PASSAGE DU DOCUMENT:
------------------------------

Ces Religieux portoient dans le commencement une soutane noire avec un scapulaire gris, & par dessus une grande chape noire avec un grand capuchon : ils changèrent la soutane noire en blanche, par une Bulle de Clément VIII ; & sur la fin du dernier siècle ils changèrent encore leur habillement, qui consiste à présent en une soutane blanche & un scapulaire noir chargé sur la poitrine d’une croix rouge & blanche. Lorsqu’ils sont au chœur, ils ont l’été un surplis avec une aumusse noire ; & lorsqu’ils vont en ville, ils mettent un manteau noir comme les Ecclésiastiques. Ils mettent encore dans quelques Provinces le surplis sur le capuchon, & le capuchon à la tête au lieu de bonnet carré ; &, en mémoire de leur ancien habillement, les Novices portent la soutane noire pendant deux mois.

------------------------------

LIGNES FOURNIES:
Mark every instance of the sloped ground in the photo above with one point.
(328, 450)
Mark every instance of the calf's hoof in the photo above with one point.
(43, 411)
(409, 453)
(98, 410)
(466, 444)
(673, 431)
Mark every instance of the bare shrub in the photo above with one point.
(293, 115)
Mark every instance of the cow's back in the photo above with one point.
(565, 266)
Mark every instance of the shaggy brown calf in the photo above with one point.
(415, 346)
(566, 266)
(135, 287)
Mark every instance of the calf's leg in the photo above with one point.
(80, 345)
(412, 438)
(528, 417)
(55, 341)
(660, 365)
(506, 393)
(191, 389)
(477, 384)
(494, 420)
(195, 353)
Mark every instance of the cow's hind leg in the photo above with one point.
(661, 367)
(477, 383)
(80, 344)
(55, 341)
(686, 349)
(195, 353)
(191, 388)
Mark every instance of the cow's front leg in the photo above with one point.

------------------------------

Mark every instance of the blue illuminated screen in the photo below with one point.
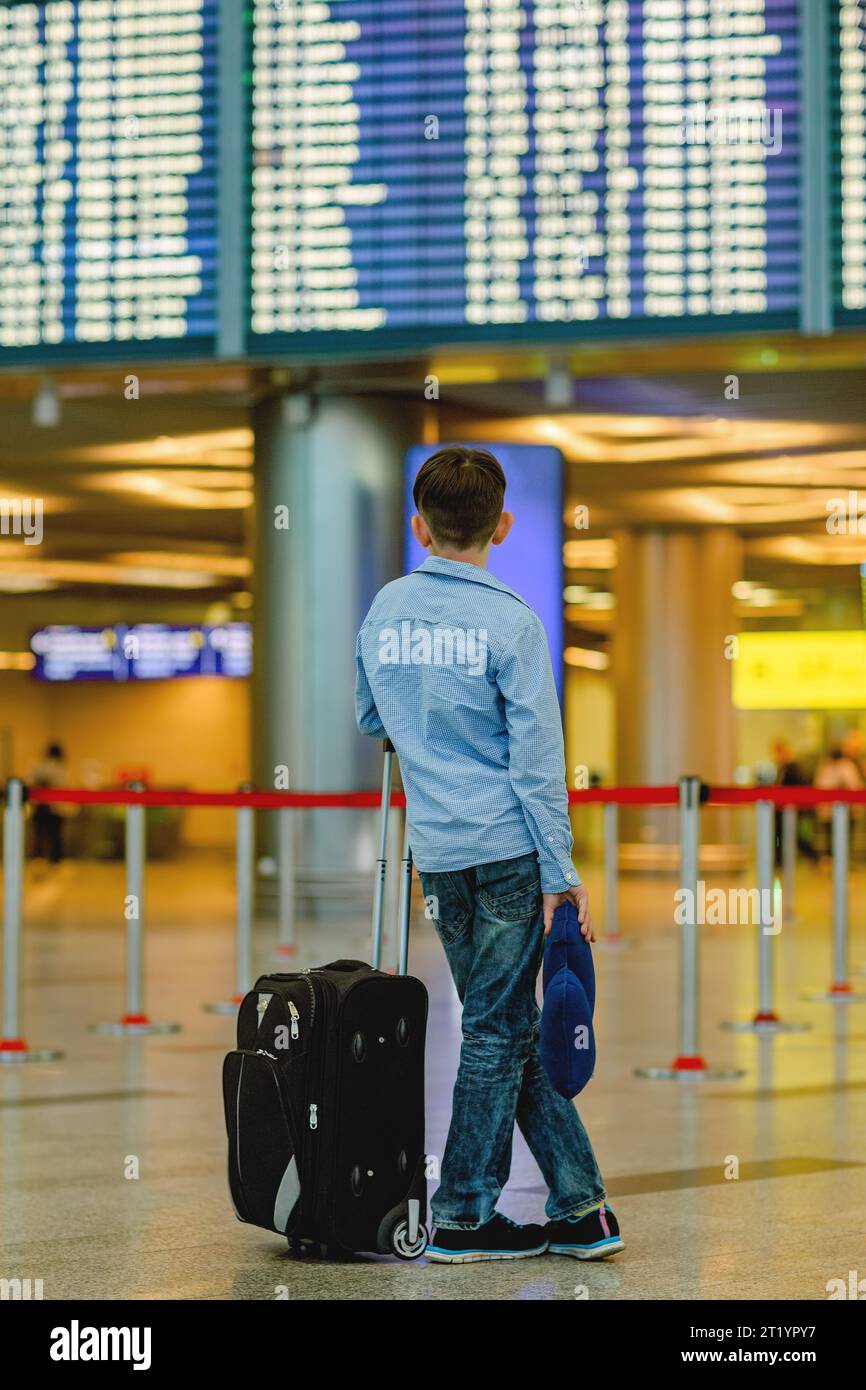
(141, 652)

------------------------------

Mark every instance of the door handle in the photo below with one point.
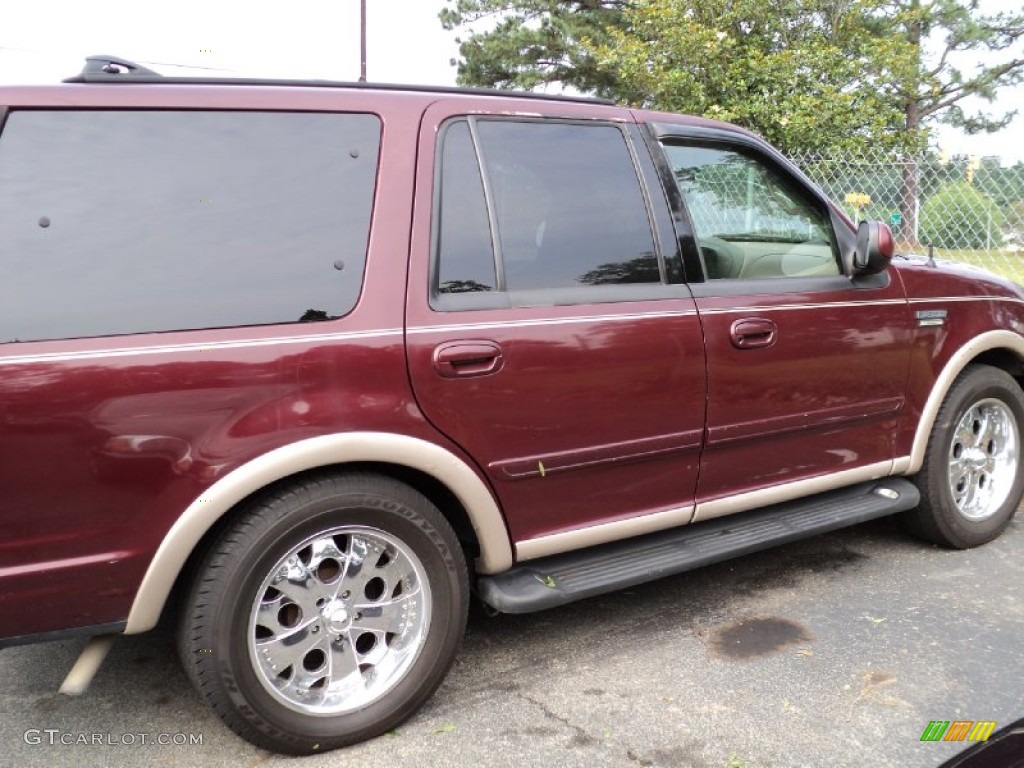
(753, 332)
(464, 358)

------------------------------

OBJECTIF DE L'EXERCICE: Reprenez le passage sur l'habit de ces religieux et poursuivez sa rédaction à partir de la dernière phrase.

RÉPONSE CI-DESSOUS:
Croisier, ou Porte-croix avec l’étoile. Autre Congrégation de Chanoines Réguliers de Sainte-Croix établis en Bohême, qui prétendent faire remonter leur origine jusqu’au temps de Quiriace, puisqu’ils disent qu’ils sont venus de Palestine en Europe, où ils ont embrassé la règle de S. Augustin, qu’ils bâtirent plusieurs Monastères ou Hôpitaux, entre autres celui de Sorzik proche de Prague ; que la bienheureuse Agnès de Bohème en tira des Religieux pour fonder celui de Prague ; & qu’afin que ces Croisiers fussent distingués des autres, cette Princesse obtint d’Innocent IV, qu’ils ajouteroient une étoile à la croix qu’ils portent. Mais ce que l’on dit de S. Quiriace n’est point fondé ; c’est la bienheureuse Agnès, fille de Primislas, ou d’Ottocare I, Roi de Bohème, qui institua cet Ordre à Prague en 1234, & leur donna l’hôpital qu’elle y fonda auprès du pont. Ils ont maintenant deux Généraux, l’un à Prague, auquel une partie obéit, & l’autre à Breslaw, auquel une autre partie des Croisiers de Bohême, & ceux de Pologne & de Lithuanie sont soumis. Voyez les Bollandistes dans la vie de la bienheureuse Agnès, T. I. de Mars, p. 518, &c. Voyez aussi sur tous ces Croisiers, l’Hist. des Ord. Mon. & Relig. P. II, C. 35.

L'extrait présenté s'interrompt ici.